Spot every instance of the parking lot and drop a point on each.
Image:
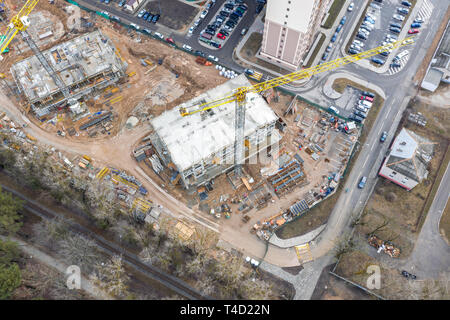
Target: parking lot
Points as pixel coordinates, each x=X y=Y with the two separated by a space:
x=379 y=27
x=224 y=24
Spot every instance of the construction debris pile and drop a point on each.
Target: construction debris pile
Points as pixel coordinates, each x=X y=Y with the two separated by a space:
x=387 y=247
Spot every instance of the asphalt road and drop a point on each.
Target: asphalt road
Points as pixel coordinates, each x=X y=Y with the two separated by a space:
x=224 y=54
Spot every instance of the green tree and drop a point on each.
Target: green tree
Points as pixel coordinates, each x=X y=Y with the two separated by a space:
x=9 y=280
x=9 y=252
x=10 y=219
x=7 y=158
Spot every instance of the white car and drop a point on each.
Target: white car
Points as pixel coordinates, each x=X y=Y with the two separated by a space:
x=350 y=7
x=398 y=17
x=141 y=13
x=334 y=109
x=211 y=57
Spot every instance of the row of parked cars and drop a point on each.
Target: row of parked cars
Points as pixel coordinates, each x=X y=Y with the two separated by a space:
x=224 y=23
x=363 y=106
x=148 y=16
x=334 y=37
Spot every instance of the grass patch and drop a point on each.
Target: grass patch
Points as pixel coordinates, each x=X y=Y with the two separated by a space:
x=340 y=84
x=396 y=214
x=319 y=214
x=316 y=50
x=444 y=224
x=333 y=13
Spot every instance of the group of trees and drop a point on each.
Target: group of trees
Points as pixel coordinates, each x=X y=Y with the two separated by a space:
x=10 y=223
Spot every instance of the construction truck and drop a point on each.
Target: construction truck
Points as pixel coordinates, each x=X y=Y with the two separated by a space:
x=381 y=245
x=203 y=61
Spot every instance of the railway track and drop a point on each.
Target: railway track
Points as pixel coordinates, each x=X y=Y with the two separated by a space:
x=176 y=285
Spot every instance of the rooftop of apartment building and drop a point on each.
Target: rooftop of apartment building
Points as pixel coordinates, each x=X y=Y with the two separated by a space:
x=195 y=137
x=75 y=60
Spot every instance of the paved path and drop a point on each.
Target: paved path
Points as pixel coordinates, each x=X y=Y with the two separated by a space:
x=431 y=254
x=44 y=258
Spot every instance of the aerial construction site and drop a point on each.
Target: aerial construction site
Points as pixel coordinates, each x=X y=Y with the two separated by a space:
x=187 y=161
x=105 y=80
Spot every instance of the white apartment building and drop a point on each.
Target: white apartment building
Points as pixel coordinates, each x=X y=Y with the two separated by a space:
x=289 y=30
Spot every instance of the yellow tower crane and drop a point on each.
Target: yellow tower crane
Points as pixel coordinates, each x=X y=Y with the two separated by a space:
x=239 y=95
x=20 y=22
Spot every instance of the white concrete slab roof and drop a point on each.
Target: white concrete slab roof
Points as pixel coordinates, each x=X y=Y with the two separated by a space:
x=195 y=137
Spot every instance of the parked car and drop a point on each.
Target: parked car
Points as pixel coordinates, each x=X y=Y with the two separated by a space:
x=361 y=114
x=408 y=275
x=403 y=11
x=141 y=13
x=200 y=53
x=369 y=94
x=378 y=61
x=407 y=3
x=170 y=40
x=215 y=44
x=213 y=58
x=333 y=109
x=361 y=36
x=355 y=118
x=350 y=7
x=334 y=37
x=398 y=17
x=362 y=182
x=187 y=48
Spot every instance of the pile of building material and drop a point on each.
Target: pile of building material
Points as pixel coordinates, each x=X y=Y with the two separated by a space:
x=386 y=247
x=287 y=178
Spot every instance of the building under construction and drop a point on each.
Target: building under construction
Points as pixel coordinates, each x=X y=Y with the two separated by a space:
x=201 y=146
x=83 y=65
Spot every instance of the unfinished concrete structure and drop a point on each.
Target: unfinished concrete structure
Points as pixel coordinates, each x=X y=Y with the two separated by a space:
x=202 y=145
x=84 y=64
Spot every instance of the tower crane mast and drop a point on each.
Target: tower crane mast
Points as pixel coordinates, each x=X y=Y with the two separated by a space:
x=239 y=95
x=20 y=23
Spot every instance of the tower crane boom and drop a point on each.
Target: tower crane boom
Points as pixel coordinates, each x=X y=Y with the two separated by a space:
x=239 y=95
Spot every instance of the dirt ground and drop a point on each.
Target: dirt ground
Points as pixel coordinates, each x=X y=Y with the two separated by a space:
x=330 y=287
x=146 y=93
x=175 y=14
x=353 y=266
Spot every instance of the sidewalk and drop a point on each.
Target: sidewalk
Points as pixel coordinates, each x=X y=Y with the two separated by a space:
x=365 y=63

===============

◆ Work instructions ◆
Output the data from its start through the line containing "x=387 y=247" as a two-column CSV with the header text,points and one row per item. Put each item's wording in the text field and its coordinates in the points field, quoting every field, turning line breaks into spaces, and leaving out the pictures.

◆ The result ◆
text,points
"Spot every instance of the parking lot and drop a point on each. Image: Target: parking lot Points as pixel coordinates, each x=X y=Y with the two separated by a space:","x=379 y=27 x=224 y=24"
"Spot every instance of the construction debris pile and drop a point on each. Target: construction debris pile Points as pixel coordinates, each x=X y=Y with the two separated by a space:","x=387 y=247"